**Dataset extract:**

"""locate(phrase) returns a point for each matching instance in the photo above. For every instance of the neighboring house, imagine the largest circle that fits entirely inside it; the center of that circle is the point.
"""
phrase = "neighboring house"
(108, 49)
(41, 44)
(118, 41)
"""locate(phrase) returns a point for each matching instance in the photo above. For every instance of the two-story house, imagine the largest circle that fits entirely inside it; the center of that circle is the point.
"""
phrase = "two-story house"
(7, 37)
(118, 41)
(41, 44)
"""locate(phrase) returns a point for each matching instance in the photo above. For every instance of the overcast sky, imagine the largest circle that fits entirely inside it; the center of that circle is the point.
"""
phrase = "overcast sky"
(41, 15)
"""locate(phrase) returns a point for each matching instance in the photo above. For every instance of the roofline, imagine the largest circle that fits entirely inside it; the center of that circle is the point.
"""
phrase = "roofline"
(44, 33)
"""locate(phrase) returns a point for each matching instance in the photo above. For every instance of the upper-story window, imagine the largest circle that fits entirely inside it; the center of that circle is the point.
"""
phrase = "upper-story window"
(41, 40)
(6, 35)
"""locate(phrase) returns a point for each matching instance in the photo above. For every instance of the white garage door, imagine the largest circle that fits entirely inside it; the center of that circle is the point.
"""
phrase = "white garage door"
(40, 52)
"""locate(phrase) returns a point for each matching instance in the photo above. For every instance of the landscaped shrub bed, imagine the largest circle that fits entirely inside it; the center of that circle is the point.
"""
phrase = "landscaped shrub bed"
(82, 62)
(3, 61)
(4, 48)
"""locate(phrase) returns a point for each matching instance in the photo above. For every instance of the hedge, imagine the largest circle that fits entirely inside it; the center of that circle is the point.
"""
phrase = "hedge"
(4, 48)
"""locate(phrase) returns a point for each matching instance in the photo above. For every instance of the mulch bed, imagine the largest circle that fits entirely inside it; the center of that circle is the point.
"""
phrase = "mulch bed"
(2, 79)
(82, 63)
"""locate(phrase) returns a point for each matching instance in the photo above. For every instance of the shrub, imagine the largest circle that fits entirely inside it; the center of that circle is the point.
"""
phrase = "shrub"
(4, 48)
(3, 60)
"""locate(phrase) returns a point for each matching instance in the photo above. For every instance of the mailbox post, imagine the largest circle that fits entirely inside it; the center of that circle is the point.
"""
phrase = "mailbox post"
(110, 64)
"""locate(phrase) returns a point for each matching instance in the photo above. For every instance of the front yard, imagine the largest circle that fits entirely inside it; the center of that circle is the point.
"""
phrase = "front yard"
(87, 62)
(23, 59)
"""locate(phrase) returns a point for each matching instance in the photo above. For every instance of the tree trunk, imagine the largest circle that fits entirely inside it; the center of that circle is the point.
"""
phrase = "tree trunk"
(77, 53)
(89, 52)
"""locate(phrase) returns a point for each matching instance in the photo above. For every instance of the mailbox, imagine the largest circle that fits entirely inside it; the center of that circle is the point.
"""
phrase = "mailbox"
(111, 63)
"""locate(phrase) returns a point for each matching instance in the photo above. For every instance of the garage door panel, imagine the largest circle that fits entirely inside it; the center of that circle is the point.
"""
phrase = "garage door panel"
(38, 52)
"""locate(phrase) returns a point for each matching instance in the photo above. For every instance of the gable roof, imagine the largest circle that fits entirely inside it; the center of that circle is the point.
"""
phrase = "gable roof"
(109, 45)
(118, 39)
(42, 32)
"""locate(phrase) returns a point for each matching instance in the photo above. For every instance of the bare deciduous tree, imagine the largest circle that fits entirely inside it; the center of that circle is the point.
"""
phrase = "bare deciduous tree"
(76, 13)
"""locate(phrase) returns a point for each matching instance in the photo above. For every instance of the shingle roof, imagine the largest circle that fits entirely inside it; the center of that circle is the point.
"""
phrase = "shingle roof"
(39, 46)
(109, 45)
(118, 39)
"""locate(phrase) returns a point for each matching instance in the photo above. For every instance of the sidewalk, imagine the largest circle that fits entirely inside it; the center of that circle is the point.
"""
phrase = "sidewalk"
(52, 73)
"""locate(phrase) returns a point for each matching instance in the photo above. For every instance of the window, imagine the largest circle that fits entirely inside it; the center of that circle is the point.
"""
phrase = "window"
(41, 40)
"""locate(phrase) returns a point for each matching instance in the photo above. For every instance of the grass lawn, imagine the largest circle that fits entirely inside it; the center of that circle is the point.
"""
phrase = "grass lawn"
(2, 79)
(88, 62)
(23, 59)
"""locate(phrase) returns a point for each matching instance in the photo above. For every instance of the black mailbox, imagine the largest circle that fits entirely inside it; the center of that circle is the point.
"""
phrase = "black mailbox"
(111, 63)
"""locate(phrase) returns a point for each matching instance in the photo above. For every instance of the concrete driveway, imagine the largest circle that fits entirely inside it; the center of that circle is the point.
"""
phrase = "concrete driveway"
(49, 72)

**Instructions for the task:** All the lines above are to be copied exactly, with none left out.

**Reply:**
"""locate(phrase) returns a point for each matching instance in the photo above. For every instance of the neighboring house, imagine the largest circle that fits entirely inside it; the center of that circle is the point.
"""
phrase = "neighboring house"
(108, 49)
(41, 44)
(118, 41)
"""locate(phrase) returns a point for each matching instance in the photo above. For every instance of the two-story house, imagine the largest circle that fits entirely inside it; the center of that circle is the point.
"""
phrase = "two-story house"
(7, 37)
(118, 41)
(41, 44)
"""locate(phrase) returns a point for each matching instance in the photo above. For every instance of the overcast sky, imagine the largest circle that fits entirely inside it; the center of that circle is the point.
"""
phrase = "overcast sky"
(41, 15)
"""locate(phrase) returns a point for each matching instance in the photo above. For every instance of the roofline, imagine the largest circle that fits entirely inside it; the center of that circle is the point.
"""
phrase = "roofline"
(44, 33)
"""locate(phrase) returns a point for each matching instance in the photo above. For every instance of the upper-story window, imagine the largest circle that fits entirely inside it; the center of that circle is the point.
"""
phrase = "upper-story window"
(41, 40)
(6, 35)
"""locate(phrase) returns a point for each matching instance in the photo above. For every instance of the white garage door, imagine the largest circle that fits entirely inside it; the center of that circle is the point.
"""
phrase = "white garage door"
(40, 52)
"""locate(phrase) returns a point for each matching instance in the photo above. For every instance of the landscaped shrub bed, imagine the largest circle that fits entirely inside it; the center of that circle is the point.
"""
phrase = "landscaped shrub bed"
(82, 62)
(3, 61)
(4, 48)
"""locate(phrase) returns a point for each matching instance in the photo above. For every instance of the hedge, imagine the largest circle that fits entirely inside it; the center of that circle is the point.
"""
phrase = "hedge"
(4, 48)
"""locate(phrase) returns a point for each matching instance in the photo above. For every instance of the mulch bed, imagine the largest circle that fits entirely inside it; the center of that circle is the point.
"""
phrase = "mulch bed"
(2, 79)
(82, 63)
"""locate(phrase) returns a point for each matching instance in the photo above. For every instance of the shrub, imagine the largest circle that fits entirely inside it; the center of that circle is the point.
"""
phrase = "shrub"
(4, 48)
(3, 60)
"""locate(phrase) returns a point for each matching instance in the photo above. For every instance of the mailbox post, imagine the largest circle that fits entirely inside it; the center of that circle is the point.
"""
phrase = "mailbox post"
(110, 64)
"""locate(phrase) returns a point for each matching instance in the photo above. For every instance of the front yard, imagine the largest circle that fits entirely inside it; the center of that circle is the point.
"""
phrase = "front yard"
(87, 62)
(23, 59)
"""locate(phrase) returns a point for each matching instance in the photo above. For every instance of the tree trunk, imagine the largest circle that fits entirely inside it; the center of that circle is the point.
"""
phrase = "tree trunk"
(77, 53)
(89, 52)
"""locate(phrase) returns a point for each matching instance in the photo above. For every instance of the mailbox, imagine the largest circle that fits entirely inside it; the center of that circle is the point.
"""
phrase = "mailbox"
(111, 63)
"""locate(phrase) returns a point for each matching instance in the photo above. For every instance of the garage door panel, imagine the largest circle that fits entirely inside it; the center of that circle is the point.
"""
phrase = "garage door panel"
(38, 52)
"""locate(phrase) returns a point for each matching instance in the photo above. For every instance of the gable roof, imagine the largest circle that fits entirely inside it; the center of that circle is the point.
"""
phrase = "gable roof"
(109, 45)
(118, 39)
(42, 32)
"""locate(phrase) returns a point for each matching instance in the photo above. For every instance of the bare deciduous tree, imagine the largest circle that fits entirely inside it; the center of that circle is the point.
"""
phrase = "bare deciduous tree"
(76, 13)
"""locate(phrase) returns a point for each matching instance in the photo above. For every instance of the shingle roof, imagine the largest circle that fits entirely inside it; the center of that circle is the point.
"""
phrase = "shingle roof"
(39, 46)
(109, 45)
(118, 39)
"""locate(phrase) returns a point for each matching instance in the photo above. For every instance of the sidewalk, imagine the largest circle that fits entirely inside it; the center of that circle is the point.
"""
phrase = "sidewalk"
(52, 73)
"""locate(phrase) returns a point for each matching instance in the photo above. For every instance of the window, imagine the largest circle that fits entirely inside it; the center of that circle is the point.
"""
phrase = "window"
(41, 40)
"""locate(phrase) returns a point for each matching instance in the photo above. For every instance of the grass lawn, imagine the largest circle that fits entirely inside it; the center of that circle is the point.
"""
phrase = "grass lawn"
(2, 79)
(88, 62)
(23, 59)
"""locate(phrase) returns a point for each matching instance in the photo above. For every instance of the black mailbox, imagine the largest circle that fits entirely inside it; the center of that circle is the point.
"""
phrase = "black mailbox"
(111, 63)
"""locate(phrase) returns a point for each matching instance in the photo above. For every instance of the concrete driveway, imagine the largest circle that fits entirely inside it; the center of that circle is the point.
"""
phrase = "concrete driveway"
(49, 72)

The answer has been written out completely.